● Stored entries
## BEGIN

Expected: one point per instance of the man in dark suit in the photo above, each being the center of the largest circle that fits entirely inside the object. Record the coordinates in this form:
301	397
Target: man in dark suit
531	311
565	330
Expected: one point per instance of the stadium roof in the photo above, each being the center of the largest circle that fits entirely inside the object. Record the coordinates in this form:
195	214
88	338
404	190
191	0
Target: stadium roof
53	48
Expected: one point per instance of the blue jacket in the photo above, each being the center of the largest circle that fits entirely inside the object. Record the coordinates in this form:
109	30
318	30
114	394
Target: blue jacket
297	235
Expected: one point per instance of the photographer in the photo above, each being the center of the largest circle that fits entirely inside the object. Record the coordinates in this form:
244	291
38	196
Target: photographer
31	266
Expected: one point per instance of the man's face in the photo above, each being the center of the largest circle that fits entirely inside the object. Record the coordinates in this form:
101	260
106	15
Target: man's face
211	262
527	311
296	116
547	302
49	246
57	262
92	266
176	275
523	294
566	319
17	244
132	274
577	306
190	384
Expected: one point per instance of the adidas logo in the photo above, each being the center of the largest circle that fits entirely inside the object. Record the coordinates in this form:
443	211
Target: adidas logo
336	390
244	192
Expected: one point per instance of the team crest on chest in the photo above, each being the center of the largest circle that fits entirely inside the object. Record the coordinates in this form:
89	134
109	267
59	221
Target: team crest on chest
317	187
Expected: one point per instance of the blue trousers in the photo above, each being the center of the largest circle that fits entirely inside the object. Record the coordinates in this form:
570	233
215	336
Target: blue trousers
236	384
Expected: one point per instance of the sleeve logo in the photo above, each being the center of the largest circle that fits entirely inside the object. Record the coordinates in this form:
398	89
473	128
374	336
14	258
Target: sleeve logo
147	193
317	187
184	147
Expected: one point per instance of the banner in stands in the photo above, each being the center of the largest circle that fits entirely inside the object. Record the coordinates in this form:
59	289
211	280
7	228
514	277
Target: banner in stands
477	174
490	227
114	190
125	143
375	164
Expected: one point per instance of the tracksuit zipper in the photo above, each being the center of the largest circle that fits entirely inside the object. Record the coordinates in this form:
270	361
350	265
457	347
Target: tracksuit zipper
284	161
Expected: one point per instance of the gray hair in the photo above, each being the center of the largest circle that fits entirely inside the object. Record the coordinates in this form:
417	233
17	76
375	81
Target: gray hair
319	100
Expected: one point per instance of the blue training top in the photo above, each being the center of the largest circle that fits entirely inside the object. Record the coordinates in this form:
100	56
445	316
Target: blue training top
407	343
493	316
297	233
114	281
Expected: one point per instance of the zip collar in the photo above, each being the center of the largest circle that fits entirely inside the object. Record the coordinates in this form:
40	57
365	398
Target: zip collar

## END

● Goal of the exercise
Return every one of the records above, reproducing each line without alteration.

● Output for this task
Expected: one point per instance of the man in dark suit in the photo above, each being the center of the largest circle that fits entirely inside the object. Record the coordinates in this form:
301	397
Target: man in dark suit
531	311
565	330
Expected: one point per instance of the stadium roof in the photo above, each being the center of the largest circle that fits entirely inside the object. Record the coordinates in this form:
195	214
88	338
404	190
191	0
Target: stadium roof
53	48
Expected: one point per instance of the blue jacket in the photo above, each being the center of the largest circle that fits entirely inside the object. Record the coordinates in this form:
109	30
318	30
114	394
Target: blue jacket
297	235
Expected: one point per instance of the photographer in the photo above, each being the center of the largest circle that fits entirely inside the object. Record the coordinates in this form:
244	291
38	196
Target: photographer
31	266
Expected: one point per instance of the man's face in the photo above, each being the center of the largest circle that fits entirely inside the object. Record the coordinates in this form:
101	260
106	15
Target: man's face
211	262
527	311
296	116
547	302
49	246
57	262
92	266
176	275
523	294
566	319
17	244
132	274
577	306
190	384
Expected: one point per instance of the adidas logo in the photo above, each being the center of the largest circle that fits entirely inside the object. Record the coordinates in this form:
443	211
Target: adidas logo
336	390
244	192
Expected: one point per instance of the team crest on chest in the photo above, each being the center of the largest circle that fits entirely inside the object. Record the coordinates in this form:
89	134
109	267
59	221
Target: team crest on chest
317	187
Expected: one point per instance of the blue trousers in the photo above, each being the center of the largest circle that fits entirely inside the object. Record the coordinates in this form:
570	233
215	336
Target: blue trousers
236	384
Expected: one point per instance of the sleeve logo in the photo above, each being the center of the largest circle that fits entirely inside the object. Record the coordinates in this form:
398	89
473	128
374	336
14	258
Target: sleeve logo
147	193
317	187
184	147
Expected: one point per instance of the banner in stands in the photo above, each being the center of the largest circle that fits entirely inside the object. Record the coordinates in this form:
59	289
211	280
7	228
514	277
Target: banner in stands
477	174
490	227
114	190
125	143
375	164
Expected: one point per instance of the tracksuit zipper in the photo above, each being the center of the largest circle that fits entirely inside the object. Record the coordinates in this form:
270	361
350	265
457	347
Target: tracksuit zipper
284	161
Expected: one point per instance of the gray hair in the photo above, each being the center of the largest circle that fits entirely inside the object. Record the coordinates in this form:
417	233
17	76
375	81
Target: gray hair
319	100
Expected: one point per instance of the blue training top in the photo above, each being the center of the largest circle that fits entirely inside the object. Record the coordinates in this form:
100	56
445	316
Target: blue training top
407	343
493	316
297	233
114	281
Expected: one point per instance of the zip collar in the photo above, each being the center of the largest circle that fits entirely inside the object. Record the coordinates in this form:
40	57
365	398
Target: zip collar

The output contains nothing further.